Aim of the task — Line tally for "below": state how many lines of the entries include it, with no other text.

[Natural language region descriptions]

__________

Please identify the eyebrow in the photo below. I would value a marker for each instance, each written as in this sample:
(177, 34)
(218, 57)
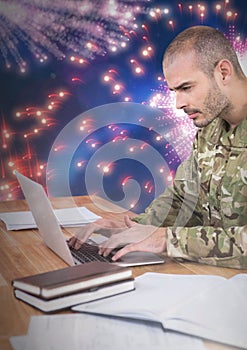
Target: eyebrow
(181, 86)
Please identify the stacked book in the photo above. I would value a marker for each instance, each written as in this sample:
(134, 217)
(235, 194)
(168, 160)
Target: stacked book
(64, 288)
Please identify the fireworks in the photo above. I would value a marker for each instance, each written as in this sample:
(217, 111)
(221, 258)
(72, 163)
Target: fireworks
(78, 33)
(83, 28)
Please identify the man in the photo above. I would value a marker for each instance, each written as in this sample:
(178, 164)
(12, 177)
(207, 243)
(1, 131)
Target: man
(203, 216)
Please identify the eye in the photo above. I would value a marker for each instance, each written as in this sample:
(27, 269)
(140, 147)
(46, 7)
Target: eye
(186, 88)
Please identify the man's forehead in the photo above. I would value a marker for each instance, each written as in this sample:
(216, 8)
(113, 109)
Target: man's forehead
(185, 59)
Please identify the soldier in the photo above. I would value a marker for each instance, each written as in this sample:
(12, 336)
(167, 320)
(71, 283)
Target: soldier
(203, 216)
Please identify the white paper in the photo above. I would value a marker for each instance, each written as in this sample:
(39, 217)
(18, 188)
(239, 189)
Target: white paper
(67, 217)
(79, 332)
(210, 307)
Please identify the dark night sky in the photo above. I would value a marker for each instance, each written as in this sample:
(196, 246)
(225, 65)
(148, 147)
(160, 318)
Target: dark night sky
(19, 91)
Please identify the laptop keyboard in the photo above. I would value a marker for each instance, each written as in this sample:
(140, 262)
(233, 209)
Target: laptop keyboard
(88, 253)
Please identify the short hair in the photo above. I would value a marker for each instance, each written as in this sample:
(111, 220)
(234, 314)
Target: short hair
(209, 45)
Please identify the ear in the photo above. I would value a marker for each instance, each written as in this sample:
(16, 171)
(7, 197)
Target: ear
(224, 71)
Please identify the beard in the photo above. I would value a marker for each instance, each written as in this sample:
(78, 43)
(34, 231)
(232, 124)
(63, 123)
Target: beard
(215, 105)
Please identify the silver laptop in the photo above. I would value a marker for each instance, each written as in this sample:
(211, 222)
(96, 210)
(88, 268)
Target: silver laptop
(52, 235)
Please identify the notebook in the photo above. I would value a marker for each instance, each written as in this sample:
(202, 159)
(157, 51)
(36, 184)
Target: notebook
(53, 237)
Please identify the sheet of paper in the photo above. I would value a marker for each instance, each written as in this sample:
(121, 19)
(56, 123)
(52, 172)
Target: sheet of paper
(77, 331)
(69, 217)
(210, 307)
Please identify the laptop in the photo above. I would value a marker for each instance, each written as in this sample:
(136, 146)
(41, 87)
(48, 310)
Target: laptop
(52, 235)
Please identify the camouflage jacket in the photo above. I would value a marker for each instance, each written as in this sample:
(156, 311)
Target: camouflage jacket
(205, 211)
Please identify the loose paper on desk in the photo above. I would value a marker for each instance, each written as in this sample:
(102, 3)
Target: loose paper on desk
(210, 307)
(70, 217)
(90, 332)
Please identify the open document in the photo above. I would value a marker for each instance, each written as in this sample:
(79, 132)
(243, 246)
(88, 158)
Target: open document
(208, 307)
(90, 332)
(67, 217)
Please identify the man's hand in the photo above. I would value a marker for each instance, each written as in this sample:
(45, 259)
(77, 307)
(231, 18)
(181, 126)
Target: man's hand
(137, 238)
(105, 227)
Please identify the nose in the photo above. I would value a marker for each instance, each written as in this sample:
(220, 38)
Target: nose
(180, 100)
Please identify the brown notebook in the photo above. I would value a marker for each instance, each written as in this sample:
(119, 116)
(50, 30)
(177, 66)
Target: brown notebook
(67, 301)
(72, 279)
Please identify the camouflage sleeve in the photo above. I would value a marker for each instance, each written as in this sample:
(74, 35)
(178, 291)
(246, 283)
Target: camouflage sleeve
(209, 245)
(177, 205)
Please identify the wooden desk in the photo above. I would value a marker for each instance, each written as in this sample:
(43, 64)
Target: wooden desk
(23, 253)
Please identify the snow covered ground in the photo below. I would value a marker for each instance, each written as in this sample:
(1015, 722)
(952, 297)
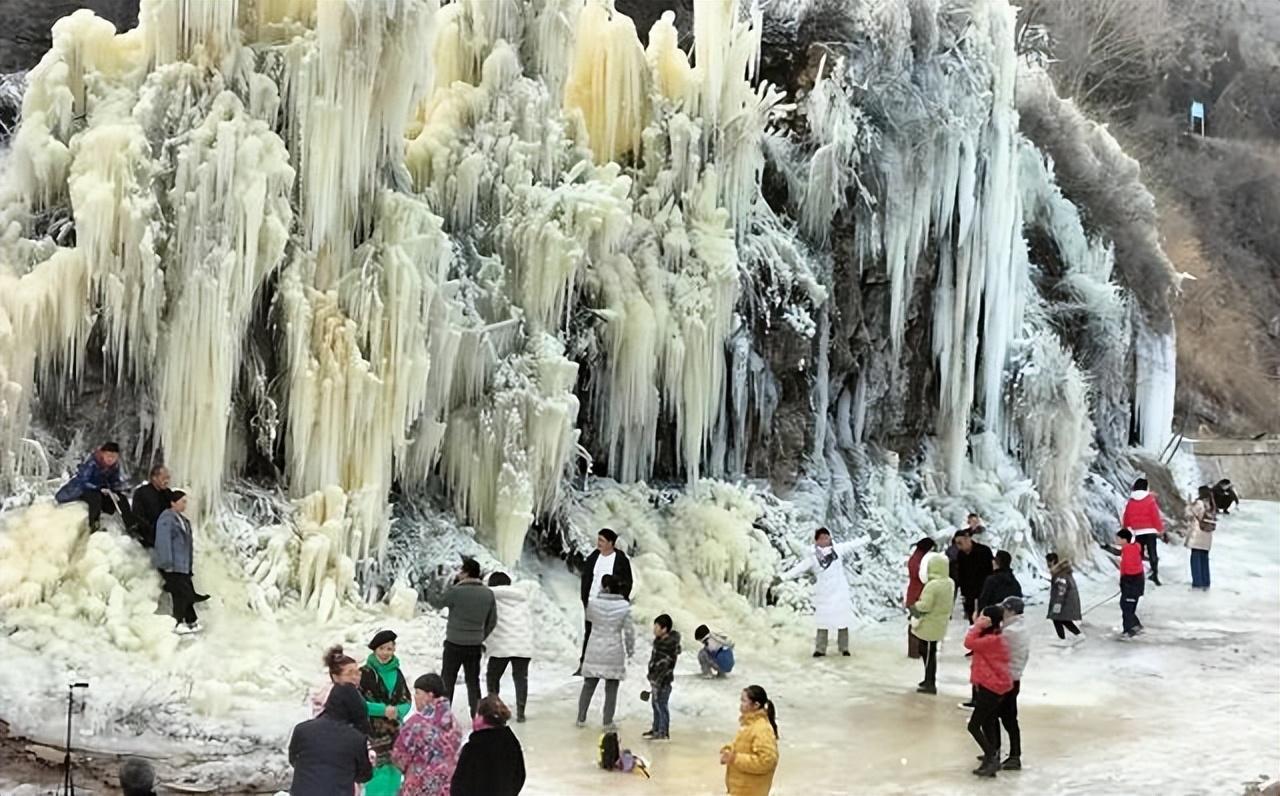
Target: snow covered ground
(1189, 708)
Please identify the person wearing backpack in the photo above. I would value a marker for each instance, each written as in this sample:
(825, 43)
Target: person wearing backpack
(1142, 518)
(1064, 598)
(662, 675)
(752, 759)
(1203, 516)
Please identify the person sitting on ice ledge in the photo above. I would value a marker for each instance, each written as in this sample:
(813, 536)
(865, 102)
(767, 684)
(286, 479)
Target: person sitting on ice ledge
(173, 556)
(99, 483)
(137, 778)
(831, 608)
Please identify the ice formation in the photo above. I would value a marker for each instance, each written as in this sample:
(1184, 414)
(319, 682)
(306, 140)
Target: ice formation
(393, 255)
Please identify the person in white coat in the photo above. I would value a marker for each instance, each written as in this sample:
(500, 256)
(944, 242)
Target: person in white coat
(612, 641)
(512, 639)
(831, 605)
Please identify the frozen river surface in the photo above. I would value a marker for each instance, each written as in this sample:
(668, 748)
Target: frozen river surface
(1193, 707)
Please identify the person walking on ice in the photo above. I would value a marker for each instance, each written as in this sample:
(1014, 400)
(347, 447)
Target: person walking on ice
(99, 483)
(831, 607)
(752, 759)
(1130, 581)
(1142, 518)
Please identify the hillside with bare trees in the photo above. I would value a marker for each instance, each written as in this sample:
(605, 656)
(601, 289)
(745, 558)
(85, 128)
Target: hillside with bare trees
(1217, 195)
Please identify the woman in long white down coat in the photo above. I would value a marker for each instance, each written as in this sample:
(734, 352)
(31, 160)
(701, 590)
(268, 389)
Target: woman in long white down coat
(831, 602)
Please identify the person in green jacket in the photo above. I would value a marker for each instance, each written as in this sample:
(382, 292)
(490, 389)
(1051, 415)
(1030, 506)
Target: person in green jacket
(387, 698)
(929, 616)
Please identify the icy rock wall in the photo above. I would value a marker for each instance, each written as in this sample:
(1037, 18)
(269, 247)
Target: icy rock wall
(490, 239)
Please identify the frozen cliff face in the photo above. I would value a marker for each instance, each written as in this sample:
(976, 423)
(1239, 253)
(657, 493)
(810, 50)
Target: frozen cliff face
(466, 254)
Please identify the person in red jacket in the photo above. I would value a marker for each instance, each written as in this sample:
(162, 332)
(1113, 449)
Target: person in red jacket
(1142, 518)
(914, 586)
(988, 672)
(1130, 581)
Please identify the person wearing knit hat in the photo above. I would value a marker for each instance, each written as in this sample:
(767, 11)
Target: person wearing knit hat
(1019, 641)
(387, 700)
(173, 556)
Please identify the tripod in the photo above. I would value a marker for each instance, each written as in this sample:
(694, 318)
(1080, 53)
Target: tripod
(68, 780)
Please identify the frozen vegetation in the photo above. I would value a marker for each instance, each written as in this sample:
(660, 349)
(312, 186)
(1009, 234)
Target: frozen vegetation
(388, 282)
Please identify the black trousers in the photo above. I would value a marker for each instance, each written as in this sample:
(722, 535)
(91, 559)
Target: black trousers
(1150, 543)
(984, 722)
(465, 657)
(519, 672)
(183, 594)
(929, 654)
(101, 504)
(1009, 718)
(1059, 626)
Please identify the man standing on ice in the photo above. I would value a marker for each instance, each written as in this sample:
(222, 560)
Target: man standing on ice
(831, 608)
(99, 483)
(607, 559)
(1142, 517)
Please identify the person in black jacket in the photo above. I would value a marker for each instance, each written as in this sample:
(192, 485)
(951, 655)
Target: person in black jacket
(607, 559)
(149, 503)
(329, 754)
(973, 567)
(1000, 584)
(137, 777)
(492, 762)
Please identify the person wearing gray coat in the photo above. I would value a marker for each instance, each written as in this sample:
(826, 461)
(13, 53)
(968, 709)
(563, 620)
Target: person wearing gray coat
(173, 556)
(612, 641)
(472, 616)
(1064, 599)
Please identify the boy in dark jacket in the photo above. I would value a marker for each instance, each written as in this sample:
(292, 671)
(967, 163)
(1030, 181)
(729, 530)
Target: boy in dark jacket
(472, 616)
(1130, 581)
(662, 673)
(99, 483)
(1000, 584)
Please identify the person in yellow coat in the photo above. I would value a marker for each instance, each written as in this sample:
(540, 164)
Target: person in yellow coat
(753, 756)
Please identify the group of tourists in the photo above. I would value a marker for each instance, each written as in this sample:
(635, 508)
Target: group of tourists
(156, 518)
(371, 730)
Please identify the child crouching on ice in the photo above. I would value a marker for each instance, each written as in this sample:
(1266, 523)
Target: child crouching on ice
(716, 658)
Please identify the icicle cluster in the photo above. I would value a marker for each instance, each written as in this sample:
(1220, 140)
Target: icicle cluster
(456, 248)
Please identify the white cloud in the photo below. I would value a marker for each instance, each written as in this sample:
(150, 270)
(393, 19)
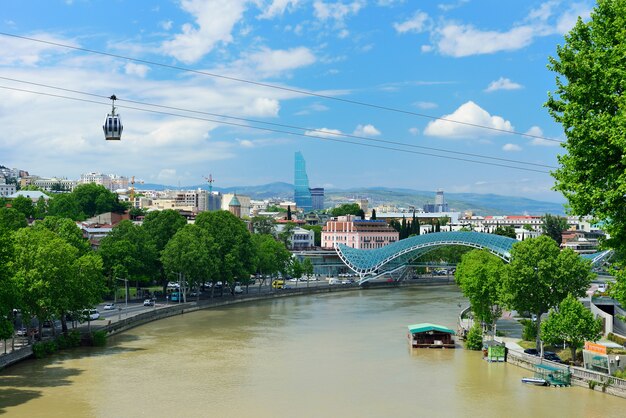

__________

Exercise response — 3